Please copy the lines from the line with "trees in the image above." up to and including the line with "xmin=0 ymin=407 xmax=800 ymax=600", switching "pixel coordinates" to "pixel positions" and keeping everything else unchanged.

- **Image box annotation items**
↓↓↓
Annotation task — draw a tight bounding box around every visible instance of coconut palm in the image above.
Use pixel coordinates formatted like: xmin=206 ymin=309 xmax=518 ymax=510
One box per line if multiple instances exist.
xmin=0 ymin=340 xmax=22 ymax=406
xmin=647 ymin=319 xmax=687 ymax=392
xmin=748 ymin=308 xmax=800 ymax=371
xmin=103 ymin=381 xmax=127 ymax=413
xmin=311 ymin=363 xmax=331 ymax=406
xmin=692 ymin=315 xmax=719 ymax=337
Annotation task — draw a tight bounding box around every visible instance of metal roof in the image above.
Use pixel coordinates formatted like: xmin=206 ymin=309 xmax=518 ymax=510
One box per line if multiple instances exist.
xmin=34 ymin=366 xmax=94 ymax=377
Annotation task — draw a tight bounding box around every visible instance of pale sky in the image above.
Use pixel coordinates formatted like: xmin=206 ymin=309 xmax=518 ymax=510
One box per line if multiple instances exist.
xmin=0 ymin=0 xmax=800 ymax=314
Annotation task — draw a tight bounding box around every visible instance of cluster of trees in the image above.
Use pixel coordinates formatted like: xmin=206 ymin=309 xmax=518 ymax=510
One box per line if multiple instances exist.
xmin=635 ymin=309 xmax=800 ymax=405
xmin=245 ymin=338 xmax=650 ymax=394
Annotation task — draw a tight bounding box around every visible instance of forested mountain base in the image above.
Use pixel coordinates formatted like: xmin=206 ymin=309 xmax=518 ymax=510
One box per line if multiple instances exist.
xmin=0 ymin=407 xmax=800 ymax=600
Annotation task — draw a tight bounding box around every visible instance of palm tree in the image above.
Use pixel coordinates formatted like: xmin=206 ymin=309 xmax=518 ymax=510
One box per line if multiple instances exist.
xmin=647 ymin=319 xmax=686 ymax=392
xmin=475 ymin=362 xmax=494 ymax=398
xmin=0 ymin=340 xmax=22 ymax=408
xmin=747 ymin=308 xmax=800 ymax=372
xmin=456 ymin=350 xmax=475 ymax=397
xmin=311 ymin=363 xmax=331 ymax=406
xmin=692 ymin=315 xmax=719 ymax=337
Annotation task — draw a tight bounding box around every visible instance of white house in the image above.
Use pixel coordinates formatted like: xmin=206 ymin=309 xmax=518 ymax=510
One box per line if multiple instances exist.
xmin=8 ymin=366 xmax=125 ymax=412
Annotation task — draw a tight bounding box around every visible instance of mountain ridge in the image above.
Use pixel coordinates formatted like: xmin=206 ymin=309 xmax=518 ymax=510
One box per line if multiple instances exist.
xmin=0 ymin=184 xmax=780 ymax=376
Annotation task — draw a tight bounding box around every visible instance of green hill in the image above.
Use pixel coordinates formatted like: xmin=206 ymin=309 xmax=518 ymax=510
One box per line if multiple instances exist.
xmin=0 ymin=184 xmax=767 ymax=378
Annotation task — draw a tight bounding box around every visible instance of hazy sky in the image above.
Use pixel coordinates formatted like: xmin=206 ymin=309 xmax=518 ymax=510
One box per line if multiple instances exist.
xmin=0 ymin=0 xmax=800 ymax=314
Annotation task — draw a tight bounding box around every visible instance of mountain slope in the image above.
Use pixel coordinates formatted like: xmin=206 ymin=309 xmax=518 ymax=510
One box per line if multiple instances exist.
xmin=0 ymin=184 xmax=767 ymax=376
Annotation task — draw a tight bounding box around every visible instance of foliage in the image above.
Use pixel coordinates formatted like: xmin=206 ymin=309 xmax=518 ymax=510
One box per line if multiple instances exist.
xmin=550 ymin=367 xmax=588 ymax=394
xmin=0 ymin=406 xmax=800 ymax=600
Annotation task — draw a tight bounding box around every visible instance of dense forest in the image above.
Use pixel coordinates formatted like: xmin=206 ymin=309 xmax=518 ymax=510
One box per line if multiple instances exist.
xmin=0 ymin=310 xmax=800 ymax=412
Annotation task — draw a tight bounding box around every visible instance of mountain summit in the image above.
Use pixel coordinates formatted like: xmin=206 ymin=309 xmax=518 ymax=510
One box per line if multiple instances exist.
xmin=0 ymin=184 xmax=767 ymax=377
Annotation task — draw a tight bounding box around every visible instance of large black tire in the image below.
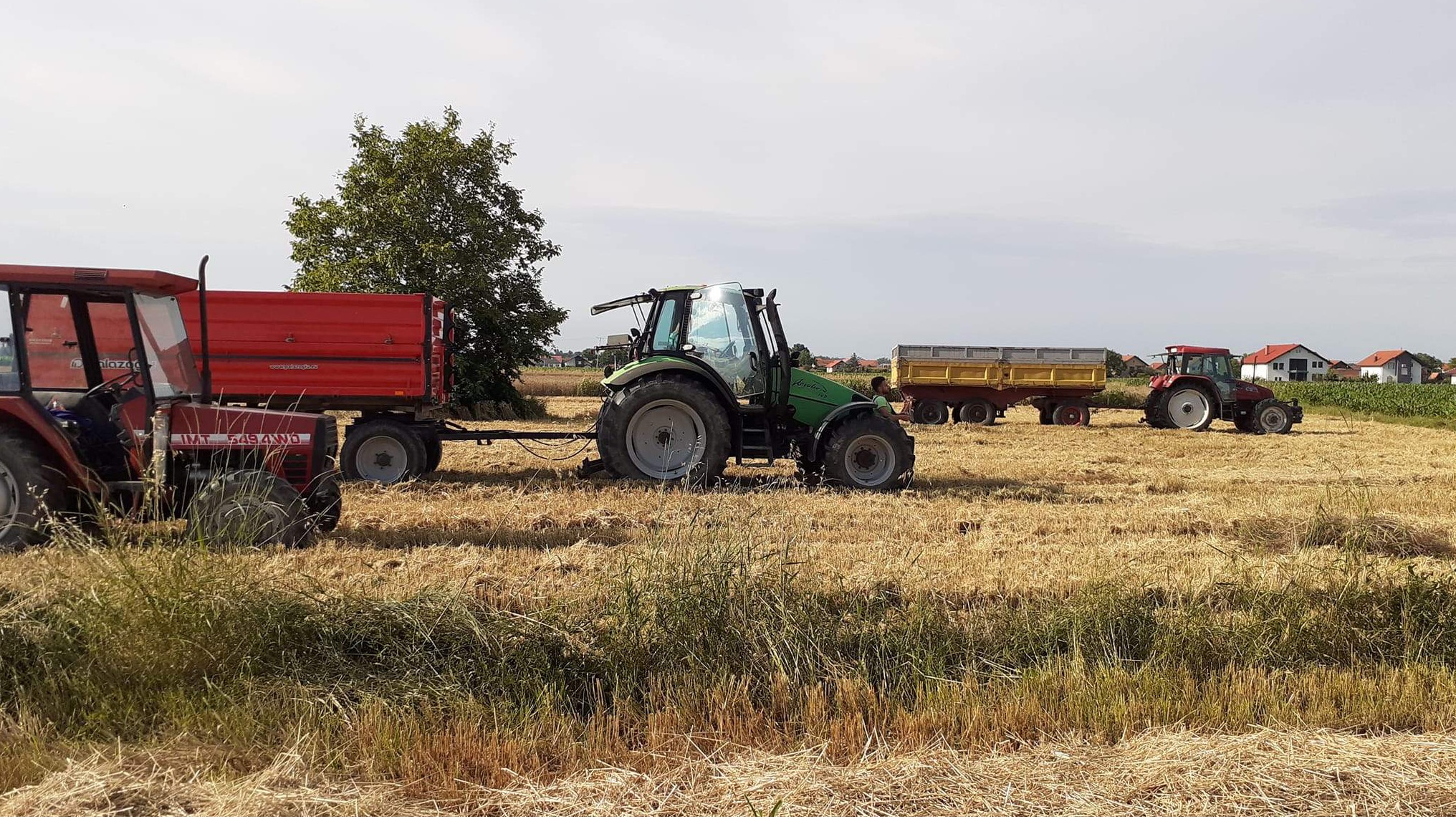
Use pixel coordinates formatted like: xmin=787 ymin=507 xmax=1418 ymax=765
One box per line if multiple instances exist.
xmin=824 ymin=413 xmax=914 ymax=491
xmin=910 ymin=398 xmax=951 ymax=426
xmin=1051 ymin=401 xmax=1092 ymax=427
xmin=1254 ymin=398 xmax=1294 ymax=436
xmin=955 ymin=398 xmax=996 ymax=427
xmin=1157 ymin=386 xmax=1219 ymax=433
xmin=0 ymin=430 xmax=65 ymax=552
xmin=597 ymin=375 xmax=732 ymax=484
xmin=186 ymin=469 xmax=315 ymax=548
xmin=339 ymin=418 xmax=429 ymax=484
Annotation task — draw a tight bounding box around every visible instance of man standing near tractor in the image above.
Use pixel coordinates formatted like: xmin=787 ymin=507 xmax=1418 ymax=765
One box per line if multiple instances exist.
xmin=869 ymin=376 xmax=914 ymax=421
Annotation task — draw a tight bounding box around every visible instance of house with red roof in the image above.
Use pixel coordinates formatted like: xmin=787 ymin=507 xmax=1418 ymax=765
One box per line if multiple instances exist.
xmin=1239 ymin=344 xmax=1329 ymax=380
xmin=1356 ymin=350 xmax=1425 ymax=383
xmin=1123 ymin=355 xmax=1153 ymax=376
xmin=1329 ymin=358 xmax=1360 ymax=380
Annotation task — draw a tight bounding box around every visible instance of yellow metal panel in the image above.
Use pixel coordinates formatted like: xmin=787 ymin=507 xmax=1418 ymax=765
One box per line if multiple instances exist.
xmin=891 ymin=358 xmax=1106 ymax=389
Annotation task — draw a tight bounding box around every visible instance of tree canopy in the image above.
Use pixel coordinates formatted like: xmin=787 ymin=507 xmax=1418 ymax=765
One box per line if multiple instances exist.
xmin=284 ymin=108 xmax=566 ymax=403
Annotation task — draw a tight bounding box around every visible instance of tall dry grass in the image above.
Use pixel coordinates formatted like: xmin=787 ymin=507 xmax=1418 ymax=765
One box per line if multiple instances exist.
xmin=0 ymin=398 xmax=1456 ymax=812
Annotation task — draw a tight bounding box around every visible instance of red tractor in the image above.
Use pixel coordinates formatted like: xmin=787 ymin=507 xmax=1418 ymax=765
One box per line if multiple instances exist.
↑↑↑
- **Exercise answer**
Annotation task — draw a tight bounding box around every visible instance of cluster of trees in the image above.
Use pixel positions formatted like: xmin=206 ymin=309 xmax=518 ymax=510
One box per line if multiple instances exist.
xmin=635 ymin=309 xmax=800 ymax=405
xmin=245 ymin=338 xmax=650 ymax=394
Annotation task — draw a tight bounding box around every visible instance of forested mountain base in the image above.
Use pixel positions formatted like: xmin=206 ymin=309 xmax=518 ymax=510
One box per line if multiple instances exist.
xmin=0 ymin=407 xmax=800 ymax=600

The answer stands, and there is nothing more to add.